Specializes in M/S Short Stay/TCU.

this info helps alot....:)

Specializes in Telemetry.

1) Don't panic.

2) Think of ACLS like you do Basic CPR certification. Yes you need to study for it and try to be prepared, but you go to the class so someone can teach it to you! You probably don't panic about BLS, right? I'll tell you this, I can't remember all the algorithms either and I just took ACLS a month ago. This is going to be one of those things were you go to the class to learn it and then you have to keep going every 2 years so that you can keep it fresh in your mind. Eventually, because you have to keep going over it, you'll pick it up.

3) Don't let the mass of information scare you. Remember what you can and if someone is a jerk because you forgot a step, forget them. You'll get it eventually.

4) Learn your cardiac rhythms by searching 'Six Second ECG (or EKG) Simulator'. That is an excellent little web site that is very helpful.

5) Really don't panic and if you happen to pass ACLS but still feel like you don't know it keep studying and identify a nurse that's had more experience with codes than you every time you go on shift. That way when the poo hits the fan you can grab her/him to help you.

I've taken ACLS, PALS, and NRP (or whatever they call it now I think it's name has changed) for over 24 years, every two years. I have never had any experience close to what you had.

That "teacher" was an idiot and should have been reported to someone higher up!!!!. Don't let him scare you away from ACLS.

It is easy, it should be easy. It is a LEARNING class, NOT a "You'd better know this stuff cold I'm going to fail you," class.

Last few times I took ACLS the ONLY rhythms you needed to know were: 1) V tach, V fib. 2) Is it too fast. 3) Is it too slow. 4) Asystole. 5) Normal sinus rhythm.

The learning module or book might go over blocks, and other arrhythmias but they are not, should not, be part of the pass/fail mega code!!!!!

The LAST thing you'd want in a real cardiac arrest situation is responders studying the monitor and discussing "Oh that is a 1st degree block, see the P R interval." "No I think it is a 2 nd degree Wenkebach, look at that pause." etc. The purpose of ACLS is GOOD basic life support CPR and shock or drugs as indicated.

Specializes in med surg, ccu, icu, nursg home, md offic.

(Saved data entries)
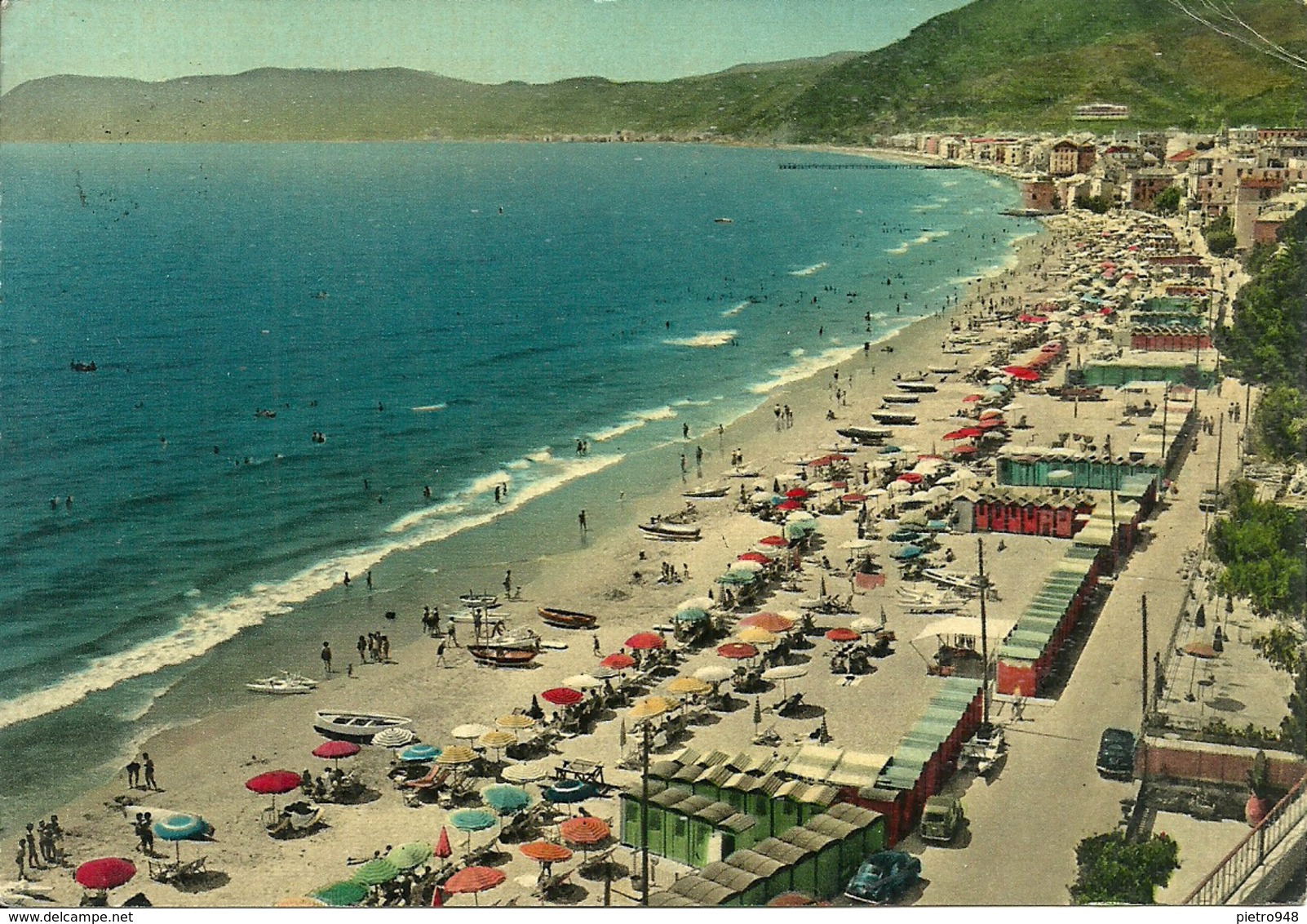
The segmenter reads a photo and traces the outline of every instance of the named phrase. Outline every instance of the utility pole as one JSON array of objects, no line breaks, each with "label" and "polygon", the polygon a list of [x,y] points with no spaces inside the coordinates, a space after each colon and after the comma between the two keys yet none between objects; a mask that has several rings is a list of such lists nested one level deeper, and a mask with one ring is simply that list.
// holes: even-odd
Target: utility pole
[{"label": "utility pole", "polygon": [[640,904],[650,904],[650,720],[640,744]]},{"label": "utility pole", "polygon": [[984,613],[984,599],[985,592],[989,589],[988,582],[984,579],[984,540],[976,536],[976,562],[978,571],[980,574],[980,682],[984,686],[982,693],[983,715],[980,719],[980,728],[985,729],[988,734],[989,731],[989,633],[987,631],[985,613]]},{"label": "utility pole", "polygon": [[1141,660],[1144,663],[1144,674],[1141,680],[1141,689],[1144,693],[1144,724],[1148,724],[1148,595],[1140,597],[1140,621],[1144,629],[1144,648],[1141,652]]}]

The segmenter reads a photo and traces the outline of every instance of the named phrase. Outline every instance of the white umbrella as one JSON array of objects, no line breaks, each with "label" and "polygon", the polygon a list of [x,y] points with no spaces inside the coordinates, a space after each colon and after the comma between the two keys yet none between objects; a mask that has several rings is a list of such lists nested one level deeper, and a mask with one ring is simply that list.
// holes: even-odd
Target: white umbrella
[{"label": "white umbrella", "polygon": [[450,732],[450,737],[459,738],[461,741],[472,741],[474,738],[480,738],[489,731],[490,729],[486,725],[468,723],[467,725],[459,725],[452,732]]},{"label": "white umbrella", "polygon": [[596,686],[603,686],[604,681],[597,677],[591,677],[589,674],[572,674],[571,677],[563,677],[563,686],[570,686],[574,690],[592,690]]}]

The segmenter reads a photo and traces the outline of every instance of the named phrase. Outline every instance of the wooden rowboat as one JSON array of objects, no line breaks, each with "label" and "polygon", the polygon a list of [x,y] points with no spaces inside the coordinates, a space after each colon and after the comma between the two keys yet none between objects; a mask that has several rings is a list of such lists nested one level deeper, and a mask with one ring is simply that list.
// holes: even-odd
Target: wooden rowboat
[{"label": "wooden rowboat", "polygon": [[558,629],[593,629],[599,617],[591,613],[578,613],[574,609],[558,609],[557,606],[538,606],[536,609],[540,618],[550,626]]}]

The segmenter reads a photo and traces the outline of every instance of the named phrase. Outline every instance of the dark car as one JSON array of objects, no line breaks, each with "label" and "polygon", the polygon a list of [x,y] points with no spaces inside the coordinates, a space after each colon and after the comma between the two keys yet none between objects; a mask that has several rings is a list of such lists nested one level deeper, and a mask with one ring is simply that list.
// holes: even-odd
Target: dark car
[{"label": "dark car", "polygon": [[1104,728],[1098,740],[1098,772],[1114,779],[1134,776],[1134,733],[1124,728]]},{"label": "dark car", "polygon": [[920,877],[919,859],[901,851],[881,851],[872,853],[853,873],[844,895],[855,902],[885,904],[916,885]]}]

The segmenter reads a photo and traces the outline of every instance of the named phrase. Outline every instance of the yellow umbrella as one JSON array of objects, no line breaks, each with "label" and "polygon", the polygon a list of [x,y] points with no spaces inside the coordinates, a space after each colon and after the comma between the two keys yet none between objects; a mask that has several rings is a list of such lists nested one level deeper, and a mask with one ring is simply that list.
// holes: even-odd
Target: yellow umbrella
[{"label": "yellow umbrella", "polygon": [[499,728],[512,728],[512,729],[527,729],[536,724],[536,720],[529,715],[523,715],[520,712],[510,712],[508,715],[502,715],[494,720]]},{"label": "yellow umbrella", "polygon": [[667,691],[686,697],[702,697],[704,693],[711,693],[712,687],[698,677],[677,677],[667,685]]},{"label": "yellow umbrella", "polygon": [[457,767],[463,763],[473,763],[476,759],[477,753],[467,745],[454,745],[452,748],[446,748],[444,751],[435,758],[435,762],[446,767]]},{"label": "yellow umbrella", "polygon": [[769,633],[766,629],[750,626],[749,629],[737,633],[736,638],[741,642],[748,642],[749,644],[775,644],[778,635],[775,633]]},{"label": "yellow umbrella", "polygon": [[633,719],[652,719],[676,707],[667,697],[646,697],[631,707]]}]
---
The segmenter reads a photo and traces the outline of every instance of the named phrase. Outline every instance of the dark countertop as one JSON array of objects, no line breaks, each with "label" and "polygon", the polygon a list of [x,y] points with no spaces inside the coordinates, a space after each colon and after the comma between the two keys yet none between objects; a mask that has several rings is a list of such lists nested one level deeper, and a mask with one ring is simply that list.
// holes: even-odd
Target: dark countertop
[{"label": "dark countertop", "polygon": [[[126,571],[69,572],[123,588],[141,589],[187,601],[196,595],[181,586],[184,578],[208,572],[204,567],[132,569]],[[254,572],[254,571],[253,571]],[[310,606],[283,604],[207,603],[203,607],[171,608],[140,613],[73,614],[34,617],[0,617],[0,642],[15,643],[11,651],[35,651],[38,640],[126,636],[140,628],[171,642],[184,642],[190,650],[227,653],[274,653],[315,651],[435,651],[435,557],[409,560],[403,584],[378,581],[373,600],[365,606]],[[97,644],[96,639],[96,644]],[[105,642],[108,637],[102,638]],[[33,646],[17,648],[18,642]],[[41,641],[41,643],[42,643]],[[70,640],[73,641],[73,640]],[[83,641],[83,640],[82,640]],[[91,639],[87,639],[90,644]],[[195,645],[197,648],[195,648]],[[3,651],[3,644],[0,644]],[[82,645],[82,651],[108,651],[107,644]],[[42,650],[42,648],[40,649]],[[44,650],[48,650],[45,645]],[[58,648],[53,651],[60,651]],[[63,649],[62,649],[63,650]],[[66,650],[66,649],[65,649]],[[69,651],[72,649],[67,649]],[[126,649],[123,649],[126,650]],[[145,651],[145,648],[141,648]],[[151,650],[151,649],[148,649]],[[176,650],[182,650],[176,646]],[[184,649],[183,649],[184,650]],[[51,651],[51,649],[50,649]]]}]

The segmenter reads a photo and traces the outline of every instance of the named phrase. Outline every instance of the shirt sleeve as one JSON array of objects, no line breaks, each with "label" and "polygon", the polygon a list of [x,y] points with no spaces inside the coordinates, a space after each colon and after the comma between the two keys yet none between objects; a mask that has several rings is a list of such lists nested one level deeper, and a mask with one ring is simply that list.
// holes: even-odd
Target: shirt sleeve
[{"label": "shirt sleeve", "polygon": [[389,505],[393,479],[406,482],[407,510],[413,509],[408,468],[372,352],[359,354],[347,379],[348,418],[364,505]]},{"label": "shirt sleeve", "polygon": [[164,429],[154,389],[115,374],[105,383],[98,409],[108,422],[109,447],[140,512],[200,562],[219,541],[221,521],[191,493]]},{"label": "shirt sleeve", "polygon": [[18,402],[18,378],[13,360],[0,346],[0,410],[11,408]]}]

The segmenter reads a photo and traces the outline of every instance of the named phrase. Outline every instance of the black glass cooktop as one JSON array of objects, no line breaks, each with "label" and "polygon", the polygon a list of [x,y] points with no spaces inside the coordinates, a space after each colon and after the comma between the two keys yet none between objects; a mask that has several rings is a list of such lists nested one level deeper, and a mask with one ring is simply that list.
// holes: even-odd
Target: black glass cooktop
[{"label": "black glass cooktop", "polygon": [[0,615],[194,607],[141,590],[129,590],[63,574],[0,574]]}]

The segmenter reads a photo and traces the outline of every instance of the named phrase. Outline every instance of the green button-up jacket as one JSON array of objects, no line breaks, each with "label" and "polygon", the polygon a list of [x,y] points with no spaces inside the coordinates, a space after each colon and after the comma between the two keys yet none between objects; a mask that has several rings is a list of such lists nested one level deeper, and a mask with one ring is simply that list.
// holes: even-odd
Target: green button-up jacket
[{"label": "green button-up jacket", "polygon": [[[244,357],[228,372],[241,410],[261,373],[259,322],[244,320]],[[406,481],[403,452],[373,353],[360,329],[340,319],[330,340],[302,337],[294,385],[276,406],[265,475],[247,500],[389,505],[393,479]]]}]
==
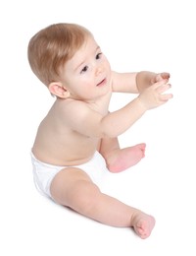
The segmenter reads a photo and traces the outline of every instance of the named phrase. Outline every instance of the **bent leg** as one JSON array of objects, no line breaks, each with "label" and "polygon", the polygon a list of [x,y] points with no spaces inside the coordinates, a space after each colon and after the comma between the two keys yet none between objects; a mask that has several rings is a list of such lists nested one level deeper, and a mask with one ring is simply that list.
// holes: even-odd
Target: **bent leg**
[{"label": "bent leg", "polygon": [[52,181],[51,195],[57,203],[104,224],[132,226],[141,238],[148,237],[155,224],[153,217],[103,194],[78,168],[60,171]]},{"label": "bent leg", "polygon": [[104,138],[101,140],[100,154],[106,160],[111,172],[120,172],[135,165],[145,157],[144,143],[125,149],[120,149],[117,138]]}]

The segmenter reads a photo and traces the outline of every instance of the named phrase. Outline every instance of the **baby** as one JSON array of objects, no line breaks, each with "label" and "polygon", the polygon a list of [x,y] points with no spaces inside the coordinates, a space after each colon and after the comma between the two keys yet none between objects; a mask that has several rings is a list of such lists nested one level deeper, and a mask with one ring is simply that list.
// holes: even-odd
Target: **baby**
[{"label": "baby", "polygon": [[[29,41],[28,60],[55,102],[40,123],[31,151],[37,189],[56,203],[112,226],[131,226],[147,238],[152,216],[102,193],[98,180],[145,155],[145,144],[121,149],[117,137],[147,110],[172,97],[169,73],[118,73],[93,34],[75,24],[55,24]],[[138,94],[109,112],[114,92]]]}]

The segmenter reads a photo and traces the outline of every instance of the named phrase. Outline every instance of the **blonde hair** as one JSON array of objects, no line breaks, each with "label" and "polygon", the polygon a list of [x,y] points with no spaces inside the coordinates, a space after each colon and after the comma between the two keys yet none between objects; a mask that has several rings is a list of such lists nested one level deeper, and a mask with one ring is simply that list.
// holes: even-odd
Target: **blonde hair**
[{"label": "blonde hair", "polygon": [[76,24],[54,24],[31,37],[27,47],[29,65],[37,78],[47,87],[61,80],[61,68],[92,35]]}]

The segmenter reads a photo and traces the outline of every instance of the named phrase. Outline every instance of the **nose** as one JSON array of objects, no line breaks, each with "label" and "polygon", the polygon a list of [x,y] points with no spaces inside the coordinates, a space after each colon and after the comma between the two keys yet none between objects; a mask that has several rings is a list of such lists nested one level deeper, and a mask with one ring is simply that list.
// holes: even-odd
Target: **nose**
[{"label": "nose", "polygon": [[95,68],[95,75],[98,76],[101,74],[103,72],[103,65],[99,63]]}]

> Instructions:
1. Answer these questions about the ACLS discussion:
(a) What does the discussion suggest searching for to learn cardiac rhythms?
(b) For how long has one poster taken ACLS, PALS, and NRP?
(c) What does the discussion give as the purpose of ACLS?
2. Substitute "screen" for "monitor" and write out the ACLS discussion from "Last few times" up to and including "home, md offic.".
3. Pick up the ACLS discussion and carry it on from its last line.
The saved data entries have no connection to the ACLS discussion.

> Responses to the tasks:
1.
(a) 'Six Second ECG (or EKG) Simulator'
(b) For over 24 years, every two years
(c) Good basic life support CPR and shock or drugs as indicated

2.
Last few times I took ACLS the ONLY rhythms you needed to know were: 1) V tach, V fib. 2) Is it too fast. 3) Is it too slow. 4) Asystole. 5) Normal sinus rhythm.

The learning module or book might go over blocks, and other arrhythmias but they are not, should not, be part of the pass/fail mega code!!!!!

The LAST thing you'd want in a real cardiac arrest situation is responders studying the screen and discussing "Oh that is a 1st degree block, see the P R interval." "No I think it is a 2 nd degree Wenkebach, look at that pause." etc. The purpose of ACLS is GOOD basic life support CPR and shock or drugs as indicated.

Specializes in med surg, ccu, icu, nursg home, md offic.

3.
The last time I took ACLS it was pure torture. I had tendonitis of my wrist from shoveling 2 feet of snow. The guy doing the intubation part would not pass me unless I could sucessfully intubate. I have had my ACLS since 1999 have have NEVER had to intubate. The guy was a jerk. You are right. Most of them hate nurses. Even though we save their ass all the time. Good Luck!!!!!!!

Where are you guys taking classes??? Last few times they don't even have us intubate unless we want to for fun, or are paramedics or MD's!!!!!

Specializes in ER, Prehospital, Flight.
The last time I took ACLS it was pure torture. I had tendonitis of my wrist from shoveling 2 feet of snow. The guy doing the intubation part would not pass me unless I could sucessfully intubate. I have had my ACLS since 1999 have have NEVER had to intubate. The guy was a jerk. You are right. Most of them hate nurses. Even though we save their ass all the time. Good Luck!!!!!!!

1. To the OP, I am sorry the medic was harsh with you, however, you are going to need to know the rhythms to pass ACLS. Keep studying and you will do fine. You made it through nursing school and you can do ACLS.

2. Intubation is part of the class that must also be passed. Other professions use this class where it is required. I get 6-10 intubations a year in the field. I am a nurse.

3. Paramedics and EMTs do not hate nurses. Most have a healthy respect as we should for them. There are great medics and medics who are jerks, exactly like nurses. Sorry you met a jerk, most I know are great.

4. I really want to know how "we" save medics asses all the time. Please, do tell.